◆ The request
Only the lines from the line holding "task | identify every instance of the yellow rain" through the final line of the entries below are to be returned, exactly as they stand.

◆ Raw records
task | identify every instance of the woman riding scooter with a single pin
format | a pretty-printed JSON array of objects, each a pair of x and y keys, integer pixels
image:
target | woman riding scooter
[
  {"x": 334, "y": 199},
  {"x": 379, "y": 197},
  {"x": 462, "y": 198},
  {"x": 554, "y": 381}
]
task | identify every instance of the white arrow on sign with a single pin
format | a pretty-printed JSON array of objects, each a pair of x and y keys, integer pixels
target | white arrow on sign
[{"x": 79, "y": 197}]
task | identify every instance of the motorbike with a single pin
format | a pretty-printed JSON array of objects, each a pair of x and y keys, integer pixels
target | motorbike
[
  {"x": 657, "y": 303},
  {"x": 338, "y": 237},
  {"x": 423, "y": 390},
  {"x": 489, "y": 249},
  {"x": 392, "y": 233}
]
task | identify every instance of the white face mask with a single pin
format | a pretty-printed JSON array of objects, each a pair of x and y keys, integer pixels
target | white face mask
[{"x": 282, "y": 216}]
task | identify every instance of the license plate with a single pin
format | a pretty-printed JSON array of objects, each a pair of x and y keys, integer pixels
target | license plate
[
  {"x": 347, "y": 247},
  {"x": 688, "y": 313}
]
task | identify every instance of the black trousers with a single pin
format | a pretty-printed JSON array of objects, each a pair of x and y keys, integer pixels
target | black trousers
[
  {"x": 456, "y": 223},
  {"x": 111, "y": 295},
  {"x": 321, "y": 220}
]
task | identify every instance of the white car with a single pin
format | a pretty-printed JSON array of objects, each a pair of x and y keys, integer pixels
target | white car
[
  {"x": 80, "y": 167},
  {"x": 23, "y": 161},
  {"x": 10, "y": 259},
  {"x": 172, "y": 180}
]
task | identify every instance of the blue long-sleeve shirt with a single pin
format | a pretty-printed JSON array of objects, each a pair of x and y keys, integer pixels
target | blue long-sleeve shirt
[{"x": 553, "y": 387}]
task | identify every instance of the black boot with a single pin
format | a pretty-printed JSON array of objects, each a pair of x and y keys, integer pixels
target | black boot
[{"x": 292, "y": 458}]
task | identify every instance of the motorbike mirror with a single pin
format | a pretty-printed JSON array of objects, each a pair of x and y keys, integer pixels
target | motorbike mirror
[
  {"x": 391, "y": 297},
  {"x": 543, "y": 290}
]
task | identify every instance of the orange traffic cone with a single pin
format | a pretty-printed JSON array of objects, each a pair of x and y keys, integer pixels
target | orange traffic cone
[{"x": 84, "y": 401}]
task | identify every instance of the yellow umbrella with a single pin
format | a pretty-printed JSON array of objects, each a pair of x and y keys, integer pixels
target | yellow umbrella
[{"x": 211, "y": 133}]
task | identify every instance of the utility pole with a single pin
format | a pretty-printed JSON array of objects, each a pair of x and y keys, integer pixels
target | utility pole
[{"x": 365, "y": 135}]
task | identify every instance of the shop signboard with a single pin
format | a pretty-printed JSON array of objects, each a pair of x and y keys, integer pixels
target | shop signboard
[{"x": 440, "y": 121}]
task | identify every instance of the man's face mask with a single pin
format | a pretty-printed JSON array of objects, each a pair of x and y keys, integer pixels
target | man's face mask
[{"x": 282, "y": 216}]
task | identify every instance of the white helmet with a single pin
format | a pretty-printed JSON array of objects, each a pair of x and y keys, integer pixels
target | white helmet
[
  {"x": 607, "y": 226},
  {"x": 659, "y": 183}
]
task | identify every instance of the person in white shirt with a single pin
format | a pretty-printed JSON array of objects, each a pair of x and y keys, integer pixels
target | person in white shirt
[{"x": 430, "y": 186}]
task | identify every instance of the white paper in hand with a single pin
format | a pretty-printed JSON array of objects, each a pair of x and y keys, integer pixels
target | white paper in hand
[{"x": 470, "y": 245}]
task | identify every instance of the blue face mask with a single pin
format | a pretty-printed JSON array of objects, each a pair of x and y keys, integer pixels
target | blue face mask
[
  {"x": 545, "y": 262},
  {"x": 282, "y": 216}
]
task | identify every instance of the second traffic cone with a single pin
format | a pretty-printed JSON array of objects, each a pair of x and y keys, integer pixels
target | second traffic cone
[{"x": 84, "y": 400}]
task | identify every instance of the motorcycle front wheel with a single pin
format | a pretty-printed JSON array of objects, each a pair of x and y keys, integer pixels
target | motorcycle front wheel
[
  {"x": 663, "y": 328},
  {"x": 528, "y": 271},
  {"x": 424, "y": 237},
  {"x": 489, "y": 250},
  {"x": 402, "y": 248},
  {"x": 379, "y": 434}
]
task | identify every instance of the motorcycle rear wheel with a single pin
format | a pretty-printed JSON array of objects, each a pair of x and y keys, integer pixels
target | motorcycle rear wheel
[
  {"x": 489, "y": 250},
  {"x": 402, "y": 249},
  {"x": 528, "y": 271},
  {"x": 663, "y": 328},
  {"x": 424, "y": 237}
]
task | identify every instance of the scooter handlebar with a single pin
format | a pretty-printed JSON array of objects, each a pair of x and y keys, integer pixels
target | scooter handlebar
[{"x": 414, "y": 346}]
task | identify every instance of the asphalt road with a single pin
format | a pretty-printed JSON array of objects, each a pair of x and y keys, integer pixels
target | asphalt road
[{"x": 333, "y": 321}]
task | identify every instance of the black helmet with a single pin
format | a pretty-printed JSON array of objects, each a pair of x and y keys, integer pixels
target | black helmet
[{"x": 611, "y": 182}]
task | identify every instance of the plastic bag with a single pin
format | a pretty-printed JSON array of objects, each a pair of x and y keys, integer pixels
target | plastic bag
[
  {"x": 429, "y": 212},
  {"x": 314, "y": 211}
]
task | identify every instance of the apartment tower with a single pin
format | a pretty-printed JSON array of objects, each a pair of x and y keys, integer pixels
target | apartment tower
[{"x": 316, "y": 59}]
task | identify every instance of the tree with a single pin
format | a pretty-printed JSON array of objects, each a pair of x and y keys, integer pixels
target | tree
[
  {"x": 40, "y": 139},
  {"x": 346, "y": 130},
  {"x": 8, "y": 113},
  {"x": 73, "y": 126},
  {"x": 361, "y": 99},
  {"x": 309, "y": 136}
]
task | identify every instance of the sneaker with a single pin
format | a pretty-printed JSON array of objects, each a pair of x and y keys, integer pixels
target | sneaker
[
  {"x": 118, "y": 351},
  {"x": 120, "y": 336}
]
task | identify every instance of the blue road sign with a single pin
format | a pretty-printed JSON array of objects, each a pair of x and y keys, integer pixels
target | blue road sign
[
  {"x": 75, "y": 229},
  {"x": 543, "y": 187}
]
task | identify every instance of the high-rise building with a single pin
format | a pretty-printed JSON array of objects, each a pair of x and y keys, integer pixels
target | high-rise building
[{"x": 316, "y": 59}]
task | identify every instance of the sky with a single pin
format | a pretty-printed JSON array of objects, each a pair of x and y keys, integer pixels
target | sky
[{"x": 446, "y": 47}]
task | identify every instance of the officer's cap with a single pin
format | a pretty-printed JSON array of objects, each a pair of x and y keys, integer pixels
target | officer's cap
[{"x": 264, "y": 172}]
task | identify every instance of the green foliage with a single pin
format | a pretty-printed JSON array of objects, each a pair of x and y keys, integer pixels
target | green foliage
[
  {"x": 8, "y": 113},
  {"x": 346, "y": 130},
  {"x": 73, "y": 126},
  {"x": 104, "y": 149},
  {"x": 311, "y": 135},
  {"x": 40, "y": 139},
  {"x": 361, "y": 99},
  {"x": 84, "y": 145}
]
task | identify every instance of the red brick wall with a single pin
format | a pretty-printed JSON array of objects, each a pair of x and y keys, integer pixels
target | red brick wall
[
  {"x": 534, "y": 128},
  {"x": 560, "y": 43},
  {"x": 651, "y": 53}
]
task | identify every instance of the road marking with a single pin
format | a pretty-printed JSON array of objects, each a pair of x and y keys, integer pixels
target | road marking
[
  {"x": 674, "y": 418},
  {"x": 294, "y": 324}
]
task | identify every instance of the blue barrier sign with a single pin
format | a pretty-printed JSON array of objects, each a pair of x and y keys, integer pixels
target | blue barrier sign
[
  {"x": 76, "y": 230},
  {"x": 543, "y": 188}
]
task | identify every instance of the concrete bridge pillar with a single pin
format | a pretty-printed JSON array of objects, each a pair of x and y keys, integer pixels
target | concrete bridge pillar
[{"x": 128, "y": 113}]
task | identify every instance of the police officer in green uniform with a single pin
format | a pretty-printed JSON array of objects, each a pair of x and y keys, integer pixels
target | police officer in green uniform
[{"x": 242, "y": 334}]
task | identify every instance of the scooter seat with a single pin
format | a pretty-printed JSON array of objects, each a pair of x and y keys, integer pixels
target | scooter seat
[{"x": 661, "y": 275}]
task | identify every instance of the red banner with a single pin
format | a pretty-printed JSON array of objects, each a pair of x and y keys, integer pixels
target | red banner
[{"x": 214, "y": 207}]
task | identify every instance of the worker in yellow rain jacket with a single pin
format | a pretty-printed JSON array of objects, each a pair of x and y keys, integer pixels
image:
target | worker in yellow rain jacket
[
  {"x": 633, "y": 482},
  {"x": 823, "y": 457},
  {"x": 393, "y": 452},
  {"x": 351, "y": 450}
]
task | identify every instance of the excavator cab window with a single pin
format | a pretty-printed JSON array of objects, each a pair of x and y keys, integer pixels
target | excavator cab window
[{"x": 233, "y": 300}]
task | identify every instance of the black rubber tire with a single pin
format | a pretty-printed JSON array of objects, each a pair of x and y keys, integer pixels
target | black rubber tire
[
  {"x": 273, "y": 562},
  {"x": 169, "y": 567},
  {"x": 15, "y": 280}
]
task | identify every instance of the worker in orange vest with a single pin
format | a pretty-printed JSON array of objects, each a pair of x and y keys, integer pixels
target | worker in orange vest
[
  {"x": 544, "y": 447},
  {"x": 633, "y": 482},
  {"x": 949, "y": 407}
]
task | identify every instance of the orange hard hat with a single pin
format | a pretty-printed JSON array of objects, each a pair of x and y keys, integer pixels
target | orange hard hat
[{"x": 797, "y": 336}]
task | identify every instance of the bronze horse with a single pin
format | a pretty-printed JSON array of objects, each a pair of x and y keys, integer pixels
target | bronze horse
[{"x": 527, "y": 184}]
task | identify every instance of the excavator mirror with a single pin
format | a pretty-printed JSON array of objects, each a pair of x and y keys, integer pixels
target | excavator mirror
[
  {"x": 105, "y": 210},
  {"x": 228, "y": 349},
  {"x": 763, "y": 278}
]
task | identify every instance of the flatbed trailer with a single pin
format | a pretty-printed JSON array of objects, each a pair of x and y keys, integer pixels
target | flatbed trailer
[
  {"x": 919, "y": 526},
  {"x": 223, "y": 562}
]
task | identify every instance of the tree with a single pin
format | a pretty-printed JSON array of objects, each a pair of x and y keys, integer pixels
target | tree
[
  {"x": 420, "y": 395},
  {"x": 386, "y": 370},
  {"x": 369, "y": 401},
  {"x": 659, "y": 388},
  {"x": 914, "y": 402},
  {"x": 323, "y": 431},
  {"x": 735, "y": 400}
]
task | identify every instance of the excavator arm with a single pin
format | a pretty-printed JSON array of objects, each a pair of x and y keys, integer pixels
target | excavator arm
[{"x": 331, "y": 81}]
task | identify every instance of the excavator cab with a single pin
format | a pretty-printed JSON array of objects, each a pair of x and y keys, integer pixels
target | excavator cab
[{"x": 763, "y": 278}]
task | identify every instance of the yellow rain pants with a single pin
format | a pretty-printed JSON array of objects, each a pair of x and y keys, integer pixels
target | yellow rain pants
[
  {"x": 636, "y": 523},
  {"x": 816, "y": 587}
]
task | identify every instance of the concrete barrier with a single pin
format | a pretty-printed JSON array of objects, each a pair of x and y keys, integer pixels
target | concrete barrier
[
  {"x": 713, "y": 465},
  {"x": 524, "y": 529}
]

◆ In response
task | identify every instance of the yellow rain pants with a single pin
format | a pretty-printed JSON array of objects, each a pair of x and y keys, integer pixels
target | yellow rain pants
[
  {"x": 636, "y": 523},
  {"x": 816, "y": 587}
]
task | identify every instance of the concrete barrier with a single pin
format | a pretty-printed JSON array of objects, each a pair of x and y keys, integer pixels
target | concrete barrier
[
  {"x": 713, "y": 465},
  {"x": 524, "y": 529}
]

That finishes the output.